**Problems to work on**.
(a) Retype the part of the article on the Boston Marathon bombing charges that opens with the words containing "The suspect's elder" and closes with "more than 800.".
(b) Answer these questions using the article on the Boston Marathon bombing charges:
(i) How many people were killed in the April 15 bombing?
(ii) How old was the suspect's elder brother, Tamerlan?
(iii) Of how many crimes was Timothy McVeigh found guilty?

Friday, April 25, 2014
BOSTON - As prosecutors weigh charges in the Boston Marathon bombings, the same laws used successfully in deadly terrorist acts such as the Oklahoma City bombing and the first World Trade Center attack may be at the top of their list.
In a photo provided by amateur photographer and Taunton, Mass., resident Bob Leonard, suspects Dzhokhar and Tamerlan Tsarnaev are clearly visible in the background, side by side and wearing baseball caps.
Bob Leonard/The Associated Press
For complete coverage of the Boston Marathon bombings and manhunt, click here.
Terrorism cases brought over the past 20 years show there are a number of federal statutes that could be applied, including counts of conspiracy to use or actual use of a weapon of mass destruction, both of which are punishable by death.
Dzhokar Tsarnaev, the 19-year-old suspect in the Boston attack, is being held in a Boston hospital where he is in serious condition after being taken into custody Friday. In the April 15 bombing, three people were killed and more than 170 injured by two explosions seconds apart near the finish line.
The suspect's elder brother, Tamerlan, 26, was later killed in a confrontation with police. The two men were pursued as part of a sprawling four-day manhunt, during which one police officer was killed and another wounded in exchanges of gunfire.
Even in cases matching the brutality of the Boston bombings and their aftermath, there is a mixed record of those prosecuted under federal terror statutes when it comes to obtaining a sentence of life, or death. The one consistent thread over the years, however, has been that most cases result in convictions.
Timothy McVeigh, accused in the 1995 Oklahoma City bombing, was found guilty of 11 crimes, including conspiracy and the use of a weapon of mass destruction for detonating a bomb outside a federal building that killed 168 people and injured more than 800.

**Given entries**.
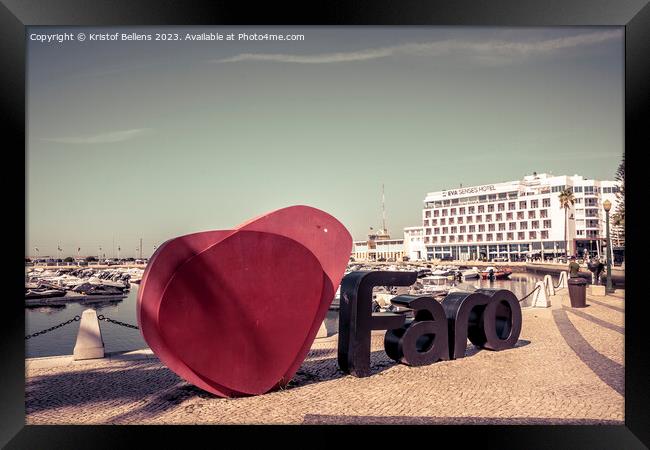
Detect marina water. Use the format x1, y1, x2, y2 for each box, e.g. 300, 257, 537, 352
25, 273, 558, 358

==

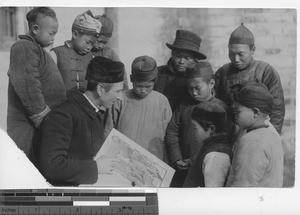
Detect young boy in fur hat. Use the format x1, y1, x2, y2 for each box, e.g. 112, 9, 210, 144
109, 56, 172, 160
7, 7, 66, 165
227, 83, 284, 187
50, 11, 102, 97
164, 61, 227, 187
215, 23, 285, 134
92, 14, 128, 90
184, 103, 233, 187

**Answers to each task**.
(a)
The suspect's elder brother, Tamerlan, 26, was later killed in a confrontation with police. The two men were pursued as part of a sprawling four-day manhunt, during which one police officer was killed and another wounded in exchanges of gunfire.
Even in cases matching the brutality of the Boston bombings and their aftermath, there is a mixed record of those prosecuted under federal terror statutes when it comes to obtaining a sentence of life, or death. The one consistent thread over the years, however, has been that most cases result in convictions.
Timothy McVeigh, accused in the 1995 Oklahoma City bombing, was found guilty of 11 crimes, including conspiracy and the use of a weapon of mass destruction for detonating a bomb outside a federal building that killed 168 people and injured more than 800.

(b)
(i) Three
(ii) 26
(iii) 11